**BRIEF:** The expected response is the full set of records, unchanged.

**Saved entries:**
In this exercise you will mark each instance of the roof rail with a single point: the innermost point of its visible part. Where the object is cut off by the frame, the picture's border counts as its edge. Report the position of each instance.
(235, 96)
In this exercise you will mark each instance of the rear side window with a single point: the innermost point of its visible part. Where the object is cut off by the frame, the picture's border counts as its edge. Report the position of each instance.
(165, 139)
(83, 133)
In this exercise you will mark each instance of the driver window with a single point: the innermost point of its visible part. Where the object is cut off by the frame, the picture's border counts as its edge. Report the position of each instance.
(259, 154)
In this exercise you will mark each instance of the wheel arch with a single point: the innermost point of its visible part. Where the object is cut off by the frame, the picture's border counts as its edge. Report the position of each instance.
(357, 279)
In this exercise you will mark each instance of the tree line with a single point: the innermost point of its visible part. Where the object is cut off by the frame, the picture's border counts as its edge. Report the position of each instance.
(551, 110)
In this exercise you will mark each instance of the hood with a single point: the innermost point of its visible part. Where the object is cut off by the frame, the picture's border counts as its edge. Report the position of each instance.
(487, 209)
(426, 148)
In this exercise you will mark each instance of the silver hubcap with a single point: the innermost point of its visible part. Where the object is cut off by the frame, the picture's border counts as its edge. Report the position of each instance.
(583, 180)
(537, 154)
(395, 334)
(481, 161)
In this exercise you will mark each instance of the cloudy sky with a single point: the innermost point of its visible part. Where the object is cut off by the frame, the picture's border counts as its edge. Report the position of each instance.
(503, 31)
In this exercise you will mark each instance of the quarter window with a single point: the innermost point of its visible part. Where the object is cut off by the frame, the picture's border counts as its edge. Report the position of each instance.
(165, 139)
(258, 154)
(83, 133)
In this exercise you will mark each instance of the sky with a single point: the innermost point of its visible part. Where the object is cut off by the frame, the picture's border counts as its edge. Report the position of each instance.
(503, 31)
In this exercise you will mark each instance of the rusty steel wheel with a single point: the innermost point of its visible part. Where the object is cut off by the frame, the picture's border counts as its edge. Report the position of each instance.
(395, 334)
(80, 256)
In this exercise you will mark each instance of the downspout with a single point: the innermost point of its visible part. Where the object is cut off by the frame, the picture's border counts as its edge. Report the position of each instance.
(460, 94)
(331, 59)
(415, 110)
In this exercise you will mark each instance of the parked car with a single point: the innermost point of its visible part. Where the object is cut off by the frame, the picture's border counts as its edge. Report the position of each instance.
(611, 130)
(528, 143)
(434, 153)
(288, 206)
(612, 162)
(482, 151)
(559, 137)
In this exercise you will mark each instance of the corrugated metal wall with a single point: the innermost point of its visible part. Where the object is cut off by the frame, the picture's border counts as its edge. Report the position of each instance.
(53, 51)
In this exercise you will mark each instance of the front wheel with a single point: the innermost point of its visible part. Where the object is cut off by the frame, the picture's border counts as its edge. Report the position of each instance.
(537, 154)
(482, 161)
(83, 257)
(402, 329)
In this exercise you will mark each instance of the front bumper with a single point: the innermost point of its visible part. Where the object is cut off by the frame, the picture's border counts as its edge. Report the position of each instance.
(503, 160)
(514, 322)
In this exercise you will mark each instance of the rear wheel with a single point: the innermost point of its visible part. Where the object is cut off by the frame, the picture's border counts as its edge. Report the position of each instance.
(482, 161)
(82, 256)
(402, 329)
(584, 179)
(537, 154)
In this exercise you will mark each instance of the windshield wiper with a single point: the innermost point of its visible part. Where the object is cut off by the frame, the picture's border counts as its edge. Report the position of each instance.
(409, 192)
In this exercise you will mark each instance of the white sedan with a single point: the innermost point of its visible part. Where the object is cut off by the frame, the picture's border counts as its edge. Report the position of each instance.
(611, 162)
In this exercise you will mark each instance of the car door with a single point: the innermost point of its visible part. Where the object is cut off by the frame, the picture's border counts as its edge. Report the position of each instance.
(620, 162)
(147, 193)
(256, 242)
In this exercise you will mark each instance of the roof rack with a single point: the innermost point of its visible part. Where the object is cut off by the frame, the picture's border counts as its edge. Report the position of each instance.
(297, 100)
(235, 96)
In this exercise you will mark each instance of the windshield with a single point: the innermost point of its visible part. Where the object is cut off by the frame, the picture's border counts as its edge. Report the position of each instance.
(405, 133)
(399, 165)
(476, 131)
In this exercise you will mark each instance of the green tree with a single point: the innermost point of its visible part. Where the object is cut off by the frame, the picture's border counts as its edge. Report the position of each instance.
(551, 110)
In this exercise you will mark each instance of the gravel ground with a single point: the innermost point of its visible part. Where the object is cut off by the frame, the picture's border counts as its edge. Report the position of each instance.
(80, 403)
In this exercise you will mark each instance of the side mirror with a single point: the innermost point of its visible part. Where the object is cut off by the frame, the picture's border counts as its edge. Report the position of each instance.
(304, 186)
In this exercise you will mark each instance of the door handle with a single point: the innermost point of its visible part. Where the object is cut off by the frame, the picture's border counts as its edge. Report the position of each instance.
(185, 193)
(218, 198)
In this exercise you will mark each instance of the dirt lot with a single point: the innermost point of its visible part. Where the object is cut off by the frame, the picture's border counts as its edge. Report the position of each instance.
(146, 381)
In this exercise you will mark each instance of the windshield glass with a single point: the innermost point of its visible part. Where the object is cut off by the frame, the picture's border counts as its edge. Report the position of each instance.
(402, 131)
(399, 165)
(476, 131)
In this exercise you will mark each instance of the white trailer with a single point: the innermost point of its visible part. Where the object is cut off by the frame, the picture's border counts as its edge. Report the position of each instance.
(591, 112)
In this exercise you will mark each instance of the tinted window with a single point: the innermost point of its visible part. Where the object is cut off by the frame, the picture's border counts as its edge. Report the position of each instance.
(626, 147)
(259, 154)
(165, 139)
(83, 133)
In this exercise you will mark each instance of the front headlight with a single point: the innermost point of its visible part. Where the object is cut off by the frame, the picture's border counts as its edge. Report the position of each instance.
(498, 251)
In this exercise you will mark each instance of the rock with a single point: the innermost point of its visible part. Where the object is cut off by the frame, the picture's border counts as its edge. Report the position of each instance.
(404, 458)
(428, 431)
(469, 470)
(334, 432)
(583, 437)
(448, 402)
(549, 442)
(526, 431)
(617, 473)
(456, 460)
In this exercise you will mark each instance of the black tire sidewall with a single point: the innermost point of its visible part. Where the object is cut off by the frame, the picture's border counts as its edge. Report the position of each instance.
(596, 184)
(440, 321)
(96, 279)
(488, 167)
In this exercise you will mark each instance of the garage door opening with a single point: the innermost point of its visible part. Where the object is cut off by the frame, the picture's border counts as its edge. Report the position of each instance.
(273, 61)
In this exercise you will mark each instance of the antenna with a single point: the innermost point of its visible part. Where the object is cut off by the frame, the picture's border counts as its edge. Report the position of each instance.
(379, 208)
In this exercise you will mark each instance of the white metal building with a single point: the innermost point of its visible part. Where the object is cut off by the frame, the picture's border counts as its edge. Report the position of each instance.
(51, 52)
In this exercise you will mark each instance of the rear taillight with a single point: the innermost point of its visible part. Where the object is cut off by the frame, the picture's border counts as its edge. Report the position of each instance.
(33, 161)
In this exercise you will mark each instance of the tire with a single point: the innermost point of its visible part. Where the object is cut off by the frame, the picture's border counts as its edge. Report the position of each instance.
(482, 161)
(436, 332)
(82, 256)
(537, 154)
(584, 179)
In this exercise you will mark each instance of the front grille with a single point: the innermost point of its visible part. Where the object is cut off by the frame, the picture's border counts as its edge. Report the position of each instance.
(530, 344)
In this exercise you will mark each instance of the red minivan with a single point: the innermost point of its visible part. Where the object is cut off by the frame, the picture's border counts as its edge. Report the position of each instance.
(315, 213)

**ANSWER SECTION:**
In this exercise you will mark each instance of the roof rail with a single point: the innermost point of its visible part. Where the object is cut off by the frame, the picture's border counts as its edge. Report the position of each instance.
(235, 96)
In this exercise you will mark each instance of the rear side window with a single point: the innermost point of its visible part. Where the object is cut off by the frame, the picture's border counts as its edge. Report the position of each instance.
(165, 139)
(83, 133)
In this exercise you will mark each instance of the driver window with a single point: the innermost point of its visible part. Where the object is cut off by the frame, the picture's border counts as its edge. Report the position of each instance.
(259, 154)
In this exercise you will mark each instance of the wheel arch with a single point: the innermost point of its visible part. Where the object is cut off by the frame, the picture's border counts as its edge. Report the position of each instance.
(357, 279)
In this exercise you will mark each instance of the tree line with a single point: the innermost point of its visible part. Where the object is cut off by the frame, the picture's border counts as its edge. Report the position of each instance.
(551, 110)
In this exercise you will mark each instance of the hood with a single point: the innermost point of its visible part. Where the object is cut off by the frame, the picture's border counts as its edge. Report the position of each instance.
(487, 209)
(426, 148)
In this exercise you will mark each instance of the silver hubcap with a single point: the innermost point of its visible part. Where the object is cut off by the frame, the picture's border counts as its edge. Report the position of each instance.
(583, 180)
(537, 154)
(395, 334)
(481, 161)
In this exercise you will mark each instance of the cloudy sky with a single point: the innermost point of its visible part. Where the object is cut off by the frame, the picture's border counts as its edge. Report the position of each instance.
(503, 31)
In this exercise you will mark each instance of the quarter window with a single point: the innermost point of its visible part. Where the object is cut off by the frame, the picture's border counts as its edge. Report the position of each instance.
(165, 139)
(258, 154)
(83, 133)
In this exercise you will mark each instance of the sky with a single point: the innermost point of its visible part. Where the object is cut off by the frame, the picture's border counts as its edge. Report the position of each instance.
(503, 31)
In this exercise you will mark each instance of the rusty steel wheel with a single point: the innermost point of its visible part. Where the object is cut off by the frame, the picture's border counts as its edge. Report the position of each instance.
(395, 334)
(80, 256)
In this exercise you will mark each instance of the downspout with a single point: the innermost point of its visible part. Where the object is cut off by the frame, the picture's border counts as its edge. Report the position of each instance.
(460, 94)
(331, 59)
(415, 110)
In this exercise you will mark each instance of the parked car with a single point: the innermost point of its visible part. Where the object is cut off by the frame, the picture's border counts as its edge. Report the position of each instance.
(611, 130)
(528, 143)
(434, 153)
(288, 206)
(612, 162)
(482, 151)
(559, 137)
In this exercise you will mark each instance of the corrugated metal wall with a single point: the innermost point of its visible part. Where the object is cut off by the frame, the picture's border counts as its edge. Report the position of each instance.
(53, 51)
In this exercise you will mark each instance of the front wheel with a single point: the innermost point of its visible part. Where the object is cut off by the frame, the picture's border counts as its edge. Report the position of each instance.
(537, 154)
(482, 161)
(83, 257)
(402, 329)
In this exercise you will mark each instance of the front bumper with a single point: the innermost point of its visible part. Where the object is cut off by the frame, the picture's border counts as its edge. Report the position of each instance.
(503, 160)
(514, 322)
In this exercise you will mark each instance of the rear wheel with a single point: the innermost point of its visible part. Where the object is cut off by the frame, the picture's border counts as its edge. Report the position of each instance.
(482, 161)
(82, 256)
(402, 329)
(584, 179)
(537, 154)
In this exercise you will mark each instance of the windshield wiper with a single point: the innermost point of its visible part. Where the object is cut off by the frame, the picture's border counts as its edge. Report the position of each instance.
(409, 192)
In this exercise you will mark each instance of the white sedan with a single point: the innermost point of its visible part. Where the object is cut off by the frame, the picture's border counts as its edge. Report the position of each instance.
(611, 162)
In this exercise you will mark each instance of the car door with a single point: the innermost point of its visible part. Where the object is cut off by the frame, the picture's border counts as its edge. Report the position of each instance.
(620, 162)
(147, 193)
(256, 242)
In this exercise you will mark each instance of the roof rack with a single point: the innermost point of its visible part. Where the object is cut off by the frame, the picture's border counts as its edge. Report the position of each instance.
(297, 100)
(235, 96)
In this exercise you will mark each instance of the windshield with a single point: the innermost point of its visible part. Where the object is cut off by the frame, the picture's border counts as its edge. Report the position of each instance.
(405, 133)
(399, 165)
(476, 131)
In this exercise you will mark each instance of the green tree with a single point: the innermost point of its visible part. Where the object is cut off by the frame, the picture's border counts as its edge. Report the position of each instance.
(551, 110)
In this exercise you will mark each instance of the gravel ground with a single point: the innermost point of its visible part. Where the object is cut off by the frame, the picture's border counts as its edge. Report the position of each instance.
(80, 403)
In this exercise you will mark each instance of the side mirror with a single point: the innermost point of its visible part. Where the object is cut off by the frame, the picture's border counts as its edge. Report the position of each instance.
(304, 186)
In this exercise you will mark each instance of the door handle with a single point: the innermost point of its visible part. Where the object is cut off by the frame, the picture's border counts as its edge. Report the position of each instance.
(185, 193)
(218, 198)
In this exercise you will mark each instance of the dirt lot with a single point: the innermost point of its visible part. Where the object is cut off by the frame, the picture's border counts as its edge. Report the position of each instance.
(146, 381)
In this exercise you will mark each instance of the windshield glass with a single point: the innermost point of its visible part. Where the object is cut off by the frame, the picture's border counts as its edge. Report the position of each instance.
(402, 131)
(399, 165)
(476, 131)
In this exercise you will mark each instance of the white trailer with a single point: the innermost point of its visible part. Where the object is cut off by the frame, the picture's border counts as its edge. Report the position of each instance.
(591, 112)
In this exercise you will mark each instance of the tinted window with a single point: the innermost point of its visible part. Where the object is cut off by the frame, the picture's border counts as its edge. Report the position of each instance.
(626, 147)
(259, 154)
(165, 139)
(83, 133)
In this exercise you will mark each instance of the front headlight with a single point: the innermost point of its visible part. Where the object is cut off by the frame, the picture's border counts as its edge. Report the position of each instance.
(498, 251)
In this exercise you will mark each instance of the rock with a single point: the innermost point of its visible part. Where the object is cut off by the frame, the picture's border counts as its edge. Report the position of each instance.
(404, 458)
(428, 431)
(469, 470)
(334, 432)
(583, 437)
(448, 402)
(549, 442)
(526, 431)
(617, 473)
(456, 460)
In this exercise you will mark each instance of the black tire sidewall with a single point: the innermost point of its visible part. Where the object is cut off by the frame, the picture's border counts as its edge. Report the position of each instance.
(596, 184)
(440, 321)
(96, 279)
(488, 167)
In this exercise you will mark each instance of the garage door opening with a single point: the innermost point of its visible part. Where the object is cut off by the frame, the picture's border counts as its edge. Report the position of each instance.
(273, 61)
In this exercise you will mark each instance of the antenna with a single point: the innermost point of its visible part. Where the object is cut off by the frame, the picture's border counts as its edge. Report the position of each instance.
(379, 208)
In this exercise you will mark each instance of the white metal building with a single point: the innermost point of its visible part. Where the object is cut off by the frame, the picture's border counts as its edge. Report the position of each instance.
(51, 52)
In this exercise you will mark each instance of the rear taillight with a single point: the innermost point of its visible part. Where the object is cut off by the frame, the picture's border counts as its edge. Report the position of each instance.
(33, 161)
In this exercise you will mark each instance of the tire with a single point: the innermost point of its visible part. Where the object is cut off by the frame, the picture's border counts as its edge. Report the position of each instance.
(482, 161)
(436, 332)
(82, 256)
(537, 154)
(584, 179)
In this exercise you will mark each instance of the front grille with a single point: the innermost point of its visible part. Where the object is cut off by the frame, the picture's border counts as its edge. Report the position of each instance.
(530, 344)
In this exercise you will mark each instance of the red minivan with a single point: the innermost point of its visible part. Where the object is cut off by the frame, the picture's border counts as its edge. Report the position of each instance.
(315, 213)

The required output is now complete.